[Bounding-box items]
┏━━

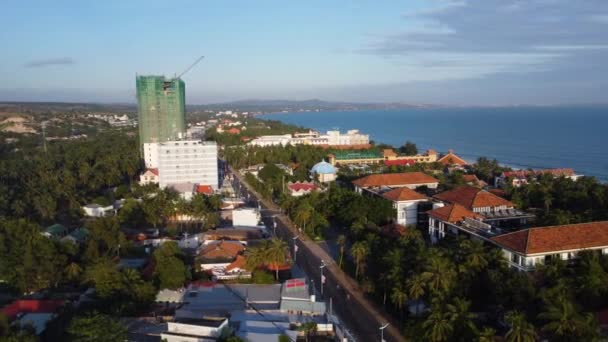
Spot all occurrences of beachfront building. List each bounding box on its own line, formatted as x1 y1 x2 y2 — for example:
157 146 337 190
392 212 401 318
382 187 430 226
310 160 337 183
158 140 219 189
490 221 608 271
353 172 439 193
437 150 469 167
139 169 159 185
287 181 318 197
494 169 582 188
433 185 534 230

┗━━

- **What to produce**: Recast every line of the items above as a Markdown table with the columns "No." and "Text", numbering the rows and skipping blank lines. Leave the pictures out of the table.

- **Output of the task**:
| No. | Text |
|---|---|
| 1 | Spot all occurrences of beachfront building. List each bounding box on its own line, formatted as x1 y1 x2 y2 — for example: |
| 2 | 157 146 337 190 |
| 3 | 392 212 401 318 |
| 4 | 382 187 430 226 |
| 5 | 310 160 337 183 |
| 6 | 158 140 219 189 |
| 7 | 490 221 608 271 |
| 8 | 353 172 439 193 |
| 9 | 437 150 469 167 |
| 10 | 139 169 159 185 |
| 11 | 287 181 318 197 |
| 12 | 494 169 582 188 |
| 13 | 433 185 534 230 |